Your assignment: Scan the entries below and report only how many lines contain "woman".

(Region pointing data)
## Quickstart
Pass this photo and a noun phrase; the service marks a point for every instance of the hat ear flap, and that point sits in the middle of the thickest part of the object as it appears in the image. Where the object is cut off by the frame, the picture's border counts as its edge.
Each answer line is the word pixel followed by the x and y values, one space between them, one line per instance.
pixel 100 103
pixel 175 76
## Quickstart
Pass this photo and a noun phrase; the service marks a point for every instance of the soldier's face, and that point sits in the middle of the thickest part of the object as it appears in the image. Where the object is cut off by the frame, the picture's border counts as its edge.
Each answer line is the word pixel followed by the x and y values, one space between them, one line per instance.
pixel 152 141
* * *
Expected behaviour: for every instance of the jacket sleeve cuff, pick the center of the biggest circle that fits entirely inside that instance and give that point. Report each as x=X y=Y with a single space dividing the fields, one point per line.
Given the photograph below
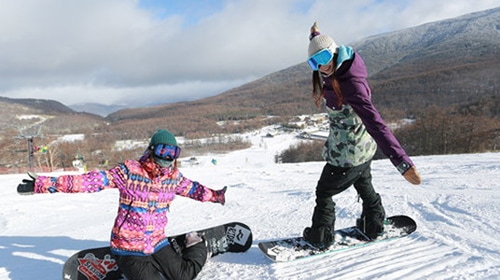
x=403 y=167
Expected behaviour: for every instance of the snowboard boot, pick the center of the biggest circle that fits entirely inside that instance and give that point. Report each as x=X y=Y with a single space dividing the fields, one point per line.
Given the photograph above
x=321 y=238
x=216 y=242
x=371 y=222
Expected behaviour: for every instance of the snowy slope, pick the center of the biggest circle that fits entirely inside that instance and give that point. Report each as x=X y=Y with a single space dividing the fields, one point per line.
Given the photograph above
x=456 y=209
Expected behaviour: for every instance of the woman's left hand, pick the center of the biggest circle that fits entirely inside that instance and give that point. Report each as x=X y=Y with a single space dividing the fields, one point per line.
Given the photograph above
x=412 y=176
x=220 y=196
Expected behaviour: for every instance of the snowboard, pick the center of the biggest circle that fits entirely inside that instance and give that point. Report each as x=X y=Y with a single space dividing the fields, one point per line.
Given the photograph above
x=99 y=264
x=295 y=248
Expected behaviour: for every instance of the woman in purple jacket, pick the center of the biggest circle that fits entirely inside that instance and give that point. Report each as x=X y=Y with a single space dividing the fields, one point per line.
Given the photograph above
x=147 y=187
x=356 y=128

Response to this exercise: 2